# START OF SELECTED PASSAGE

Bill Geist Takes Us to a Vanishing Rural World

Bill Geist's new book, Way Off the Road.
Bill Geist’s new book, Way Off the Road

Bill Geist, CBS News correspondent, is rediscovering America. Geist’s explores the vanishing rural world one small town at a time. Traveling off and on for 20 years, he encounters a unique range of eccentric individuals who seem to live slower and escape the celebrity fast lane ambitions. This book is full of quirky stories that Geist shapes to be compelling and insightful.

Red Rails in the Sunset
Hanlontown, Iowa, Pop: 229

People are always telling me they’d love to drive coast to coast someday, New York to L.A., and really see America. Having done it, I always suggest they consider flying from New York to Denver and driving the spectacular rest of the way. Maybe skip a thousand miles or so of cornfields; an hour of ‘em pretty much gives you the idea.

But then you’d miss places like Hanlontown, Iowa, a tiny dot on the map hidden away in the midst of all that corn, a spot you might not even notice driving through unless there was a tractor in front of you holding things up. When you see the sign, you’d better hit the brakes hard or you’re in Fertile.

You’d think Hanlontown’s population would grow, situated as it is between Manly and Fertile but alas. Hanlontown, like a lot of small burgs in America, had been trying to come up with something about itself to celebrate by way of a festival, or a museum, or maybe a gussied-up birthplace of some semi-important somebody or other, something that might draw free-spending city dwellers, whose dollars are worth a lot less to them where they come from than dollars are to folks in small-town America.

# END OF SELECTED PASSAGE
# START OF GIVEN DATA

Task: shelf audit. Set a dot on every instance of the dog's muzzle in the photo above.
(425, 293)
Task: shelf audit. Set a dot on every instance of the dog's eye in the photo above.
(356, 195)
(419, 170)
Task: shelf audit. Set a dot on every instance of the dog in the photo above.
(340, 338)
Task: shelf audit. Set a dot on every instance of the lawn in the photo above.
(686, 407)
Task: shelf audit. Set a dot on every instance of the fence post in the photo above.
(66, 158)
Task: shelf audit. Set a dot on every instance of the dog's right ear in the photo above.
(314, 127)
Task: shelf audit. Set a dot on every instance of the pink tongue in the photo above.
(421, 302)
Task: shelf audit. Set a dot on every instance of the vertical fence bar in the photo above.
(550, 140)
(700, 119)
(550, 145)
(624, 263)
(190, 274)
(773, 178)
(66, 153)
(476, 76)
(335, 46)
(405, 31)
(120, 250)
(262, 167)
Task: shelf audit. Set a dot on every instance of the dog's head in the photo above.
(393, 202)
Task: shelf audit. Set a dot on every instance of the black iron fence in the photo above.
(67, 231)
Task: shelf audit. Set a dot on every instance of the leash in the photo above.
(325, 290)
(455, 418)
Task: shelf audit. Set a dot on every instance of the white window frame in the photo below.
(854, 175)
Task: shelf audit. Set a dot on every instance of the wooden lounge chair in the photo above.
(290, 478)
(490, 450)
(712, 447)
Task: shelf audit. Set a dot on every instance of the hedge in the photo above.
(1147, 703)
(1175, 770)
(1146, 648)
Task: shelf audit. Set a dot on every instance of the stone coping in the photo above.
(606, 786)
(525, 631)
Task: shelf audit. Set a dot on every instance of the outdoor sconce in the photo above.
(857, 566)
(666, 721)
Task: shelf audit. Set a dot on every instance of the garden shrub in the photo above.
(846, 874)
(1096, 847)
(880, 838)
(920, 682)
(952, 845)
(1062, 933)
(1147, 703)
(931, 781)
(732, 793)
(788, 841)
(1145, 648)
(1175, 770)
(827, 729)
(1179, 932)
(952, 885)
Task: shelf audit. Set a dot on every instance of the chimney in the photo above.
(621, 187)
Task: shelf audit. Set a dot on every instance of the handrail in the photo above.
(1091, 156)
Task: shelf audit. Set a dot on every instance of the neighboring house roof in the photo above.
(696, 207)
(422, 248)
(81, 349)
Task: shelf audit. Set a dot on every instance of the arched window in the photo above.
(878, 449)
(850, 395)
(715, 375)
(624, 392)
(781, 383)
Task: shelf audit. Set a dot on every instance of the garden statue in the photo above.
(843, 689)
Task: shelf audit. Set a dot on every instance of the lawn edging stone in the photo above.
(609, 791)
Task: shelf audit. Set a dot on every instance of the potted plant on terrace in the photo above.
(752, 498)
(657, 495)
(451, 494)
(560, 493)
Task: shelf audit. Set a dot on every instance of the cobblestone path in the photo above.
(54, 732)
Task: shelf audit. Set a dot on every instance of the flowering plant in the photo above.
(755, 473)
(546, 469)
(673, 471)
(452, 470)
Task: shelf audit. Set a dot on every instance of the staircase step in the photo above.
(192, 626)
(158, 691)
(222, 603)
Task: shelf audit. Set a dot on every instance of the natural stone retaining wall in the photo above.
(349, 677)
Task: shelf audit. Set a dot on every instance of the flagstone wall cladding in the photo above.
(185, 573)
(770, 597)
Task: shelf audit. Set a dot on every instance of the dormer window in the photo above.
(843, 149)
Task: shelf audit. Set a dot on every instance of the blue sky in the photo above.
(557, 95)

# END OF GIVEN DATA

### [WORK INSTRUCTIONS]
#1 In the location identification entries, repeat the stretch from the line containing "dormer window in the photo above." through the end of the entries, requests included, and increase every coordinate in the answers by 110.
#2 Proceed with the passage on Bill Geist's book from the point where it ends.

### [OUTPUTS]
#1
Task: shelf audit. Set a dot on every instance of the dormer window in the photo above.
(953, 259)
Task: shelf audit. Set a dot on every instance of the blue sky in the photo above.
(667, 205)

#2
Often these little towns don’t have a lot to work with to attract tourism. And no budget to hire a public relations firm to sort of, you know, make something up. (Gateway to Southwest North Dakota?) Not to mention, it kind of goes against the grain of rural folk to embellish the facts or to toot their own horns, even in truth.

Corny Ideas to Attract Visitors

So the ideas small towns come up with to attract visitors are often simple, honest, unsophisticated, and, not surprisingly, corny. Hanlontown had already tried Pork Days, a typical rural festival where folks admire pigs, give them ribbons-then eat them. And what finer compliment?

Author Bill Geist, who's terrifically funny on the CBS News show Sunday Morning.
Author Bill Geist, who’s terrifically funny on the CBS News show Sunday Morning.

“How’d that go over?” I ask a man on the street (in fact, the only man on the street) in Hanlontown. “Fair,” he answers, although his tone of voice makes it sound more like “fair-to-poor.” Small town Midwesterners don’t like to understate or overstate. That’s what makes them better people and worse interviews.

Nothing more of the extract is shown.